Seção de texto:
______________________________

Mas o galo canta indiferente a quaisquer perspectivas, apenas pela canora forma de nos agraciar com uma melodia única e inexorável, nos dedicando graciosamente o deleite da manhã que se prenuncia. O galo é o relógio do sertanejo, pontual como o sol que vem e vai no seu habitual, pontuando dias e noites, claro e escuro.
Aquele galo, especificamente, viveu sete dias peado e alimentado com quireras e sobras, correndo e tropeçando atencioso para o que comer, sem saber que logo viraria de-comer. Era um galo interativo e não se fazia de rogado quando lhe dava fome e os de casa se descuidavam. Ia sorrateiro e serelepe à arandela de frutas e verduras e catava de lá uma cebola ou uma banana e a traçava com tanta rapidez e eficiência, que o colocaria em primeiro lugar na olimpíada da gula galinácea.
Por dois dias fui despertado pelo doce cantarolar do galo. Mas no segundo dia me comprazia ao galinho, sabendo que daí a pouco o bichinho viraria pirão pelas mãos hábeis e traquejadas na lida de matar e cozinhar sem pena esses bichos de penas. Deu pena! Ainda mais nestes tempos de exaltação à carne branca.
O galo cantava pela última vez, um canto forte, audacioso, cocoricorando alegrias aos ouvidos da aurora, prenunciando sem querer alegorias ao novo ano que nascia há poucas horas e que fazia de leitões sua algaravia. O galo cantava o entusiasmo da festa, a plenitude de um ano que chegava com abraços e desejos de boas realizações, plenitude, harmonia, prosperidade e paz. Mesmo morrendo, o galo ajudava a sinfonia do ano novo, na verdade cantando e agradecendo pelo que viveu e não pelo futuro. Era o único entre todos a reverenciar o passado, como que a agradecer às divindades galináceas pelo tanto que viveu e cantou galando e engalanando.

______________________________

Lista de tarefas:
**1.** Reescreva o trecho do texto sobre o galo que começa nas palavras "Aquele galo, especificamente, viveu" e termina após "da gula galinácea.", trocando "cebola" por "laranja".
**2.** Retome o texto sobre o galo e dê continuidade a ele a partir do ponto em que termina.

______________________________

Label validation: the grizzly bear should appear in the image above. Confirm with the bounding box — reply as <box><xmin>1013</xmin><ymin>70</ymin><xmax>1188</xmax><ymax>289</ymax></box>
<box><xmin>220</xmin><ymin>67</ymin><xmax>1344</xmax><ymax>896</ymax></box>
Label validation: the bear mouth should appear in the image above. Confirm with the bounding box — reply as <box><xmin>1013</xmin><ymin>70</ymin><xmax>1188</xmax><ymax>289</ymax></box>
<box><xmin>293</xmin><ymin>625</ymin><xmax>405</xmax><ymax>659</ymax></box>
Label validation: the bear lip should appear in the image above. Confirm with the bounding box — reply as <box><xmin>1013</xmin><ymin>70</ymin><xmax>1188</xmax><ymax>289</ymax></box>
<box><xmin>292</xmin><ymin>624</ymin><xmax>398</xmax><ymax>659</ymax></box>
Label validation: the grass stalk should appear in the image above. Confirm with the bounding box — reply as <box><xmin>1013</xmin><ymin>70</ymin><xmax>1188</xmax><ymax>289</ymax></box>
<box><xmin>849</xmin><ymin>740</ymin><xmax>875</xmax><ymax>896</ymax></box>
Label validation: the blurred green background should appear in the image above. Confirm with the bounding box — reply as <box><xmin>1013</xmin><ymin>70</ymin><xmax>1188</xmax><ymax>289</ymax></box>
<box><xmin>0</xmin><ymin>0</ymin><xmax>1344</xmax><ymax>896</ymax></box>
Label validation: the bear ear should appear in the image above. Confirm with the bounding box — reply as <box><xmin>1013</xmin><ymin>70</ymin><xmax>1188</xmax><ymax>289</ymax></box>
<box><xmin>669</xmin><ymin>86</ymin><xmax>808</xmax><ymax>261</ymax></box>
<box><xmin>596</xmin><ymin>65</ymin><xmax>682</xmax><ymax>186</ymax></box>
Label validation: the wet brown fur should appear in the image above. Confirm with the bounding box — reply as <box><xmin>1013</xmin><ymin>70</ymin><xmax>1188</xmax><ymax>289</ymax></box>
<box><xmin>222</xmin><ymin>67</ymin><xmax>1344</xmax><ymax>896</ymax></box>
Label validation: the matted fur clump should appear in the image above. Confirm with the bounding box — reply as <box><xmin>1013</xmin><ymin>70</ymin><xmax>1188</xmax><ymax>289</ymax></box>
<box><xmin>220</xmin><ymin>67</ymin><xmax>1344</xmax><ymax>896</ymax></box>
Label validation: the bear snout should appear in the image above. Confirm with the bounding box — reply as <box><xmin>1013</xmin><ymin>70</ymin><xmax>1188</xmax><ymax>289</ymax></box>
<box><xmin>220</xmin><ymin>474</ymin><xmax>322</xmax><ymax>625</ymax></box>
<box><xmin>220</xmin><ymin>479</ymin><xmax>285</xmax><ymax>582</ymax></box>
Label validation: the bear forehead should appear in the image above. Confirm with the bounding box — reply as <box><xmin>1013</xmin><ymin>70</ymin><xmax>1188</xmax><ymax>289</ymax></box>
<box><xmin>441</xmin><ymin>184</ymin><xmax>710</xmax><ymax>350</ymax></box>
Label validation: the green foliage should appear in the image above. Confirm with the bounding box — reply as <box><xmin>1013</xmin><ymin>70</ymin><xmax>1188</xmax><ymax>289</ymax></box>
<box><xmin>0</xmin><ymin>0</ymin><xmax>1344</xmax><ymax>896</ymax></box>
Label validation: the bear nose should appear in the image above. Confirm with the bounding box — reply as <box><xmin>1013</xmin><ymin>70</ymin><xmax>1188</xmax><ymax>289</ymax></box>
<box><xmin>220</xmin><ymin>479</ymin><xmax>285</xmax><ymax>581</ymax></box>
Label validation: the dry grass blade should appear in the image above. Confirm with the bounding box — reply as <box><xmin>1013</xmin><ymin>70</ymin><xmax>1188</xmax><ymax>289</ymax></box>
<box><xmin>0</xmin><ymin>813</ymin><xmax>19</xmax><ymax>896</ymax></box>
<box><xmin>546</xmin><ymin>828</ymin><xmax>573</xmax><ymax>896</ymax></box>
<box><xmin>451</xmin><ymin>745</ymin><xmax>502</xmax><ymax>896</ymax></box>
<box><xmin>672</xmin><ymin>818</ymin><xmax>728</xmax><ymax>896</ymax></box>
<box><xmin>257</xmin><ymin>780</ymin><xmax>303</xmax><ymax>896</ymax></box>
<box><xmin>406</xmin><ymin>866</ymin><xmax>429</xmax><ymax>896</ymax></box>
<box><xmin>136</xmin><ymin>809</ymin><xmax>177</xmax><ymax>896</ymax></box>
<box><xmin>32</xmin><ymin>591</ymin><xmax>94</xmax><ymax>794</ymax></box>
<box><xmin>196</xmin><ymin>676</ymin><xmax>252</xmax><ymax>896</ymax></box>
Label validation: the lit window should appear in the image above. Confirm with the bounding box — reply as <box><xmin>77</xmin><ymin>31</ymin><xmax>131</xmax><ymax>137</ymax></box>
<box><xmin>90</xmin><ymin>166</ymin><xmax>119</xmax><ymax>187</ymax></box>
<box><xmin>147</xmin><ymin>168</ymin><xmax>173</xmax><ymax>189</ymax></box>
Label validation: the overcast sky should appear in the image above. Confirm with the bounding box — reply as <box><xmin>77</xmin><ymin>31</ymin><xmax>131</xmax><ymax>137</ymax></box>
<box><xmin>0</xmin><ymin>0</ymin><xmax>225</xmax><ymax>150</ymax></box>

______________________________

Resultados por tarefa:
**1.**
Aquele galo, especificamente, viveu sete dias peado e alimentado com quireras e sobras, correndo e tropeçando atencioso para o que comer, sem saber que logo viraria de-comer. Era um galo interativo e não se fazia de rogado quando lhe dava fome e os de casa se descuidavam. Ia sorrateiro e serelepe à arandela de frutas e verduras e catava de lá uma laranja ou uma banana e a traçava com tanta rapidez e eficiência, que o colocaria em primeiro lugar na olimpíada da gula galinácea.

**2.**
Era o autêntico galo caipira que agora ia para o cadafalso da degustação, seguro pelas asas. Vi e participei de inúmeras dessas cenas e, quando menino com pouco mais de dois anos de idade, quis matar o vizinho, Seo Bilisco, como minha vó Angélica fizera com a galinha que alimentou o resguardo de mainha. O galo ia destecer a vida para alegrar nosso ano novo, detestando a máxima de Bilica Caçuador: “Galo bom é galo morto!”
Não quis presenciar nem a depenação do pescoço e muito menos a facada certeira de onde se esvairia a vida do galo cantador. Aquele galo me conquistou pela voz e pelo gosto, horas depois da missa do galo. Acho que nunca em minha vida comi galináceo tão gostoso e perfeito de condimento. Comi com alegria, lembrando-me do lindo cocoricó que pela manhã embalou sono, sonhos e emoções, almejando ao mundo um feliz ano novo.
Hélverton Baiano é escritor e jornalista.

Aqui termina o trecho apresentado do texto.